[[ TEXT EXCERPT open ]]

[Returnanalytics-commits] r3357 - in pkg/FactorAnalytics: R man

noreply at r-forge.r-project.org noreply at r-forge.r-project.org
Wed Apr 9 02:29:45 CEST 2014


Author: chenyian
Date: 2014-04-09 02:29:45 +0200 (Wed, 09 Apr 2014)
New Revision: 3357

Modified:
   pkg/FactorAnalytics/R/fitFundamentalFactorModel.R
   pkg/FactorAnalytics/R/predict.FundamentalFactorModel.r
   pkg/FactorAnalytics/man/fitFundamentalFactorModel.Rd
Log:
1. correct typo in fitFundamentalFactorModel.Rd
2. debug in predict.FundamentalFactorModel.r 

Modified: pkg/FactorAnalytics/R/fitFundamentalFactorModel.R
===================================================================
--- pkg/FactorAnalytics/R/fitFundamentalFactorModel.R	2014-04-08 19:23:40 UTC (rev 3356)
+++ pkg/FactorAnalytics/R/fitFundamentalFactorModel.R	2014-04-09 00:29:45 UTC (rev 3357)
@@ -39,7 +39,7 @@
 #' the data.
 #' @param assetvar A character string gives the name of the asset variable in
 #' the data.
-#' @param standardized.factor.exposure logical flag. Factor exposure will be standarized 
+#' @param standardized.factor.exposure logical flag. Factor exposure will be standardized 
 #' to regression weighted mean 0 and standardized deviation to 1 if \code{TRUE}. 
 #' Default is \code{FALSE}. See Detail. 
 #' @param weight.var A character strping gives the name of the weight used for standarizing factor exposures. 

Modified: pkg/FactorAnalytics/R/predict.FundamentalFactorModel.r
===================================================================
--- pkg/FactorAnalytics/R/predict.FundamentalFactorModel.r	2014-04-08 19:23:40 UTC (rev 3356)
+++ pkg/FactorAnalytics/R/predict.FundamentalFactorModel.r	2014-04-09 00:29:45 UTC (rev 3357)
@@ -45,7 +45,7 @@
   numAssets <- length(assets)
   
   f <-  object$factor.returns # T X 3 
-  
+  factor.names <- colnames(f) 
  
   predictor <- function(data) {
     fitted <- rep(NA,numAssets)
@@ -62,16 +62,22 @@
   
   predictor.new <- function(data,datevar,assetvar) {
   
+  
   beta.all <- data[,c(datevar,assetvar,exposure.names)] #  (N * T ) X 4
   names(beta.all)[1:2] <- c("time","assets.names")

[[ TEXT EXCERPT closed ]]

• _TASK LIST_
1) According to the log in the FactorAnalytics commit message, what is the second change made in revision 3357?
2) Resume the FactorAnalytics commit diff, starting immediately after its final line.

[[ RECORDS PROVIDED open ]]

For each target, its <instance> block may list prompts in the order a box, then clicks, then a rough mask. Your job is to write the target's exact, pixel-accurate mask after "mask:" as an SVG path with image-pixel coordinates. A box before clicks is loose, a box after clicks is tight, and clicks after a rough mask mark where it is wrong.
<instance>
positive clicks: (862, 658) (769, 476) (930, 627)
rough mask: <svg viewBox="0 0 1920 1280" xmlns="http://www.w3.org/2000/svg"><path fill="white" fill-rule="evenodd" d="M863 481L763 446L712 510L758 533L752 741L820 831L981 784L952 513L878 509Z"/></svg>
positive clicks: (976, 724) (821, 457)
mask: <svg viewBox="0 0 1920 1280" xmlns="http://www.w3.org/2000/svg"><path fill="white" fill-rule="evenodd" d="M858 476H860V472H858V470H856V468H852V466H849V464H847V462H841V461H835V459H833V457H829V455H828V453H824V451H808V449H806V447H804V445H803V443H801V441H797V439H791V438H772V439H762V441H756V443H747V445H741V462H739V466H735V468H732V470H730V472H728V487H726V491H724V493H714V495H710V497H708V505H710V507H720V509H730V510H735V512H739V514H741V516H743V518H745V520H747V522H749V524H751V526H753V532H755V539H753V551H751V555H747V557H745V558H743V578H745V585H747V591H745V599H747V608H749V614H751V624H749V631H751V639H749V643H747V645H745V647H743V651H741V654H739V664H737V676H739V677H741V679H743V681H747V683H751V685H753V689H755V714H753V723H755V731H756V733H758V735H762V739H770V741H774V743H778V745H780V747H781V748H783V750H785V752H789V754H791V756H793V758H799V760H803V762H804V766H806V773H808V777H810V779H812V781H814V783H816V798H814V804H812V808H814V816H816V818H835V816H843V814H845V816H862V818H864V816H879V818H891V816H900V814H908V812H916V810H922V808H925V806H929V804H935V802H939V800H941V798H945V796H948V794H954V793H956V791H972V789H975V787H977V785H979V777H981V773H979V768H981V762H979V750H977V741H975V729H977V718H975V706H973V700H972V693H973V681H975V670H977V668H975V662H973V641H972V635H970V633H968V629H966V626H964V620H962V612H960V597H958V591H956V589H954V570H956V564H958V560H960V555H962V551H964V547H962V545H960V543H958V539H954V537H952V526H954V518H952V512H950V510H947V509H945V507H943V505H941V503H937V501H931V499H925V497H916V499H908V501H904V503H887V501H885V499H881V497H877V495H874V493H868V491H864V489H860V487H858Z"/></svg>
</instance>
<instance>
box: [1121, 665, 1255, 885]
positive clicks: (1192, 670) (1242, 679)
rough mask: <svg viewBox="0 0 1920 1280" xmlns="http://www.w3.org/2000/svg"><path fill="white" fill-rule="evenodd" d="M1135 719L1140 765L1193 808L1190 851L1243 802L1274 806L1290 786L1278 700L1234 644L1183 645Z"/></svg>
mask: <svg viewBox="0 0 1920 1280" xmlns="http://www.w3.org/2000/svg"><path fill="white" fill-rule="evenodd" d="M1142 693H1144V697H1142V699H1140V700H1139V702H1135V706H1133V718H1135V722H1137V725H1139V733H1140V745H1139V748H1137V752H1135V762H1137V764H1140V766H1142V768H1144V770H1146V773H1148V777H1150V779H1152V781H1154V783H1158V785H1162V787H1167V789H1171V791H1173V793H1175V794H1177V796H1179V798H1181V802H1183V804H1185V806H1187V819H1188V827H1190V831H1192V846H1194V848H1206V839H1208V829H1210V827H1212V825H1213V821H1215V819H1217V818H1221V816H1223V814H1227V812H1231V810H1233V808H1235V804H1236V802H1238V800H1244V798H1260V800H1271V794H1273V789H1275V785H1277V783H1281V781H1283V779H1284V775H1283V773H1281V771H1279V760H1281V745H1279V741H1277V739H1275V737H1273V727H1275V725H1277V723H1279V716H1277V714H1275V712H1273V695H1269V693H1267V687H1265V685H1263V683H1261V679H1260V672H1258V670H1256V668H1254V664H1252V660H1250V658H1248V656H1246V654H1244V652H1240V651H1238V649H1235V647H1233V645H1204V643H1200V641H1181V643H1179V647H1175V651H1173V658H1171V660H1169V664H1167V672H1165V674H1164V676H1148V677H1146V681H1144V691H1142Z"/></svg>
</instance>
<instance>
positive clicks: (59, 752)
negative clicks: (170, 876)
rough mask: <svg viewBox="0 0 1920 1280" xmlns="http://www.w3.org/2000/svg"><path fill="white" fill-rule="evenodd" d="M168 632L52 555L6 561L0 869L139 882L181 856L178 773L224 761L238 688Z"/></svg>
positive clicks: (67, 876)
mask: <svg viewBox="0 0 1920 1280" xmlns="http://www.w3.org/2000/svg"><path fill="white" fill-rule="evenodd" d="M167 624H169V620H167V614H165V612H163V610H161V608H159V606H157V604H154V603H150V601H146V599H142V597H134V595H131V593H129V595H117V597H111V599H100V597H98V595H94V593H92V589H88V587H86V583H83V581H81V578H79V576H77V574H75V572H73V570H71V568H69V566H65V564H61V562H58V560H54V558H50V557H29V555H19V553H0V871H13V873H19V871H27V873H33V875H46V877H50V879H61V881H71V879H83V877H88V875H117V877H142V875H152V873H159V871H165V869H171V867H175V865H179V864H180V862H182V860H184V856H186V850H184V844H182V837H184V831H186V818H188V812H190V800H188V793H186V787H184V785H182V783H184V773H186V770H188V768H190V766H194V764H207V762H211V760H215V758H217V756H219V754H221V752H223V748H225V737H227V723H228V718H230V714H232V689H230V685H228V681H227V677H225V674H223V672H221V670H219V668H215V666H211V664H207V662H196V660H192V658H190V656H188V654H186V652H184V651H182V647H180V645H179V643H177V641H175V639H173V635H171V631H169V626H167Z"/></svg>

[[ RECORDS PROVIDED closed ]]

• _LIST OF ANSWERS_
1) Debugging in predict.FundamentalFactorModel.r.

2)
   
+  if (factor.names[1] == "Intercept") {
+  beta.all$Intercept  <- rep(1,numTimePoints*numAssets) 
+  }
+  
   ### calculated fitted values
    
   fitted <- rep(NA,numAssets)
   for (i in 1:numTimePoints) {
-    beta <- subset(beta.all, time == index(f)[i] & assets.names == assets)[,exposure.names]
-    beta <- as.matrix(cbind(rep(1,numAssets),beta))
-    fit.tmp <- beta %*% t(f[i,])
+    beta <- subset(beta.all, time == index(f)[i] & assets.names %in% assets)[,factor.names]
+#     beta <- as.matrix(cbind(rep(1,numAssets),beta))
+   beta <- as.matrix(beta)    
+fit.tmp <- beta %*% t(f[i,])
     fitted <- rbind(fitted,t(fit.tmp))
   }
   fitted <- fitted[-1,]

Modified: pkg/FactorAnalytics/man/fitFundamentalFactorModel.Rd
===================================================================
--- pkg/FactorAnalytics/man/fitFundamentalFactorModel.Rd	2014-04-08 19:23:40 UTC (rev 3356)
+++ pkg/FactorAnalytics/man/fitFundamentalFactorModel.Rd	2014-04-09 00:29:45 UTC (rev 3357)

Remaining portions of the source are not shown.